DESCRIPTION OF THE TASK: Format all of the rows below as a numbered list, leaving out any blank lines.

LISTING:
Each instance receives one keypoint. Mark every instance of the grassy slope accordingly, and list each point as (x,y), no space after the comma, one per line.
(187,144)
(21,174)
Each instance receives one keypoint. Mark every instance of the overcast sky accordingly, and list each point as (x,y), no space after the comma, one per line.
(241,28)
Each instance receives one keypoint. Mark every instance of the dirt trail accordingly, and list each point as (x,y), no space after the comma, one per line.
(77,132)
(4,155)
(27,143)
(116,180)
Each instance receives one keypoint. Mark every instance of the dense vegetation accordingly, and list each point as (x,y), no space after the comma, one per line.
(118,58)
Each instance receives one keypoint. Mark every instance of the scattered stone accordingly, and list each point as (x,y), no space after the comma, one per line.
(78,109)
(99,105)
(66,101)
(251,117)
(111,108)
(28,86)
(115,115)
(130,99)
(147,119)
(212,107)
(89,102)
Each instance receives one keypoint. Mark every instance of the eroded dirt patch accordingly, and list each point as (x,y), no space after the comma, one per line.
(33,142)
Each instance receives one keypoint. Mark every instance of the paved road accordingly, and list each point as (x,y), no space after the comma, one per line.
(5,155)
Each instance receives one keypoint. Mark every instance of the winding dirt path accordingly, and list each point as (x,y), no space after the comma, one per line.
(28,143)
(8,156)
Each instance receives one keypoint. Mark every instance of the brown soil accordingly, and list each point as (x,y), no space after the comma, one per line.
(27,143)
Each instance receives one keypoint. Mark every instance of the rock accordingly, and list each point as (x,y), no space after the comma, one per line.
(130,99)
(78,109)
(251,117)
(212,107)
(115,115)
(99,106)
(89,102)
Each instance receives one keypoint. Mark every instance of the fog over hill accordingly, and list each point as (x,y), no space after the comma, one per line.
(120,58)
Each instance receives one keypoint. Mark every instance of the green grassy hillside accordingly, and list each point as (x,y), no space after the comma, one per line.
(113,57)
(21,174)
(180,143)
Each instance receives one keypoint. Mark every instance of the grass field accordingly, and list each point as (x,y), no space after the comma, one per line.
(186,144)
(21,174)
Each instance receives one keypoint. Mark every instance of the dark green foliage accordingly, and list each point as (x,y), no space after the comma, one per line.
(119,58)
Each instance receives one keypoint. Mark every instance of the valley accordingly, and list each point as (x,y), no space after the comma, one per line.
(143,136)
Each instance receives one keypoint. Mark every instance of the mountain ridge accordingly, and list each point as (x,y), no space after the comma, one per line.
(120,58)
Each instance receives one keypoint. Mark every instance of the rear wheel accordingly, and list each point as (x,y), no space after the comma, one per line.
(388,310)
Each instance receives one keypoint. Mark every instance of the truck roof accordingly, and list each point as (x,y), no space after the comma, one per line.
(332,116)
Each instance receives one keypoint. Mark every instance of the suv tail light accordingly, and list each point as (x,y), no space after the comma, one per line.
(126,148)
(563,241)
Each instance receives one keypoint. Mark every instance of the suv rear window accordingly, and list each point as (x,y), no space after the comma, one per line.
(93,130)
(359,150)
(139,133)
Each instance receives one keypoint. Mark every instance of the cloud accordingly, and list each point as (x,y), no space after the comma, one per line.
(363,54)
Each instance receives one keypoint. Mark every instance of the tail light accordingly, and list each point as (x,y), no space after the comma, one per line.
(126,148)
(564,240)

SOLUTION FOR THIS PROBLEM:
1. Each instance receives one keypoint. Mark every instance of the grassy slope accordingly, and list each point as (x,y), no space after the comma, one per line.
2. (187,144)
3. (21,174)
4. Each instance receives one keypoint. Mark every instance of the overcast sky accordingly, and list each point as (x,y), no space after the comma, one per line.
5. (241,28)
6. Each instance receives one keypoint. Mark every instance of the dirt trail accordingly, and list each point as (x,y), no space after the comma, one per line.
7. (77,132)
8. (4,155)
9. (27,143)
10. (116,180)
11. Each instance receives one keypoint. Mark every instance of the dense vegetation accordingly, and list each point as (x,y), no space after the comma, one per line.
12. (118,58)
13. Each instance receives one keypoint. Mark every instance of the scattered stone accordingly, and list each point as (x,y), no space after the comma, one per line.
14. (78,109)
15. (99,105)
16. (66,101)
17. (251,117)
18. (111,108)
19. (28,86)
20. (115,115)
21. (130,99)
22. (147,119)
23. (212,107)
24. (89,102)
25. Each instance receives one keypoint. Mark every instance of the eroded dirt patch accordingly, and list each point as (x,y), no space after the comma, one per line.
26. (33,142)
27. Each instance receives one keypoint. Mark every instance of the paved road accordingly, and list each point as (x,y), no space after the comma, one per line.
28. (5,155)
29. Each instance receives one keypoint. Mark every instance of the winding dirt path accordingly, and list each point as (x,y), no space after the comma, one per line.
30. (28,143)
31. (8,156)
32. Each instance receives one keypoint. Mark every instance of the brown soil accordingly, and list each point as (x,y), no space after the comma, one per line.
33. (27,143)
34. Each instance receives one keypoint. Mark every instance of the rock accordingly, and list each point as (x,y), no space after the comma, one per line.
35. (130,99)
36. (78,109)
37. (251,117)
38. (212,107)
39. (115,115)
40. (99,106)
41. (89,102)
42. Each instance receives one keypoint. Mark every instance of the fog over hill accordingly, and list each point as (x,y), no space after the comma, one per line.
43. (120,58)
44. Each instance receives one keypoint. Mark every instance of the green grassy hillside accordingly, and list each point as (x,y), no space after the comma, one per line.
45. (113,57)
46. (21,174)
47. (180,143)
48. Each instance receives one keypoint. Mark every instance of the grass field accordingly, and list each point as (x,y), no space after the comma, one per line.
49. (186,144)
50. (21,174)
51. Each instance receives one keypoint. Mark every instance of the dark green foliage accordingly, and list each point as (x,y), no space after the comma, one per line.
52. (119,58)
53. Each instance receives one keypoint. Mark every instance of the valley accordingly, and list each point as (x,y), no space after the comma, one per line.
54. (143,136)
55. Each instance receives one keypoint. Mark every instance of the mountain ridge accordingly, and list each point as (x,y), no space after the comma, one per line.
56. (120,58)
57. Each instance receives one keypoint. Mark every instance of the rear wheel accordingly, and list each point as (x,y), no space after the comma, one per line.
58. (388,310)
59. Each instance receives one keypoint. Mark every instance of the truck roof accordingly, and list each point as (x,y), no space after the comma, one per line.
60. (332,116)
61. Each instance receives one keypoint. Mark every instance of the suv tail light accordingly, and list each point as (x,y), no space after the comma, one per line.
62. (126,148)
63. (563,241)
64. Each instance receives one keypoint. Mark every instance of the suv rear window accordingly, and list each point as (x,y), no space after the comma, one per line.
65. (93,130)
66. (359,150)
67. (139,133)
68. Each instance receives one keypoint. Mark every instance of the cloud accordingly, and list each point as (x,y), no space after the comma, one per line.
69. (363,54)
70. Each instance receives one keypoint. Mark every instance of the tail light accordingly, and list each point as (x,y), no space after the comma, one per line.
71. (126,148)
72. (564,240)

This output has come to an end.